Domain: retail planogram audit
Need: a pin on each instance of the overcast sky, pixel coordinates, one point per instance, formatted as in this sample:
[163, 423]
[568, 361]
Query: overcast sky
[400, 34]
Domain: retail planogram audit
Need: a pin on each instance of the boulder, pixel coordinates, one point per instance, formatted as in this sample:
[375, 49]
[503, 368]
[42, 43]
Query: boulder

• • • •

- _Exercise instructions_
Update the entries above, changing "pixel coordinates" to "image coordinates" wherever it appears and leaving everything else untouched.

- _Written solution_
Domain: retail planogram audit
Need: a pin on each instance of the overcast sky, image coordinates, one point per instance, formatted as in this sample:
[163, 423]
[568, 361]
Query: overcast sky
[400, 34]
Domain: retail planogram audit
Need: a pin on each instance of the boulder, image coordinates, one point per instance, formatted as in this sample:
[375, 49]
[503, 368]
[42, 43]
Query: boulder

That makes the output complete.